Photo object pointing rows
──────
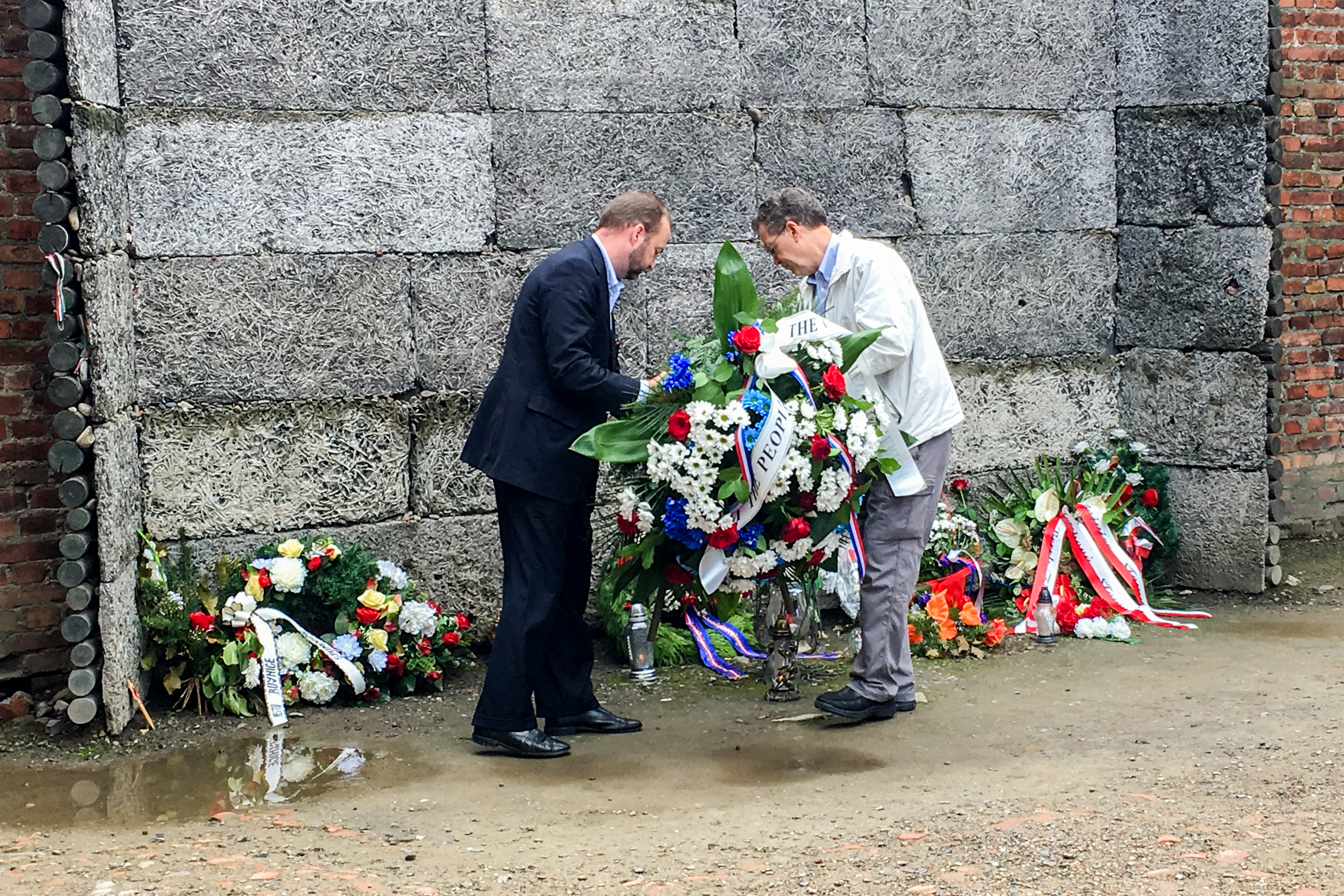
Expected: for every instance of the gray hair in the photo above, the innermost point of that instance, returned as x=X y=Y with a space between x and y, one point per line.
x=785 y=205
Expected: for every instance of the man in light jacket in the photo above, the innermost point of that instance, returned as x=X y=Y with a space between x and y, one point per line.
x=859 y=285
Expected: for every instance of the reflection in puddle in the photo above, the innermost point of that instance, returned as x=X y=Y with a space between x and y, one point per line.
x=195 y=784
──────
**Exercise directions**: Rewrite the rows above with every "innermost point" changed to "most central point" and everything else left as it is. Leave the pictures out.

**Output**:
Expected: for every instance of the gray hair in the photo above, the most central point of that instance, returned as x=X y=Y with a space between x and y, one point per line.
x=785 y=205
Expected: for every instance of the man in light jacket in the photo above, the most central point of that instance, returned as x=X y=Y with a space between x and y, one point per line.
x=859 y=285
Expected: for every instance of the reflection in puddle in the photo above, the most central point of that instance, returned as x=X y=Y with a space between x and y, one point per line.
x=195 y=784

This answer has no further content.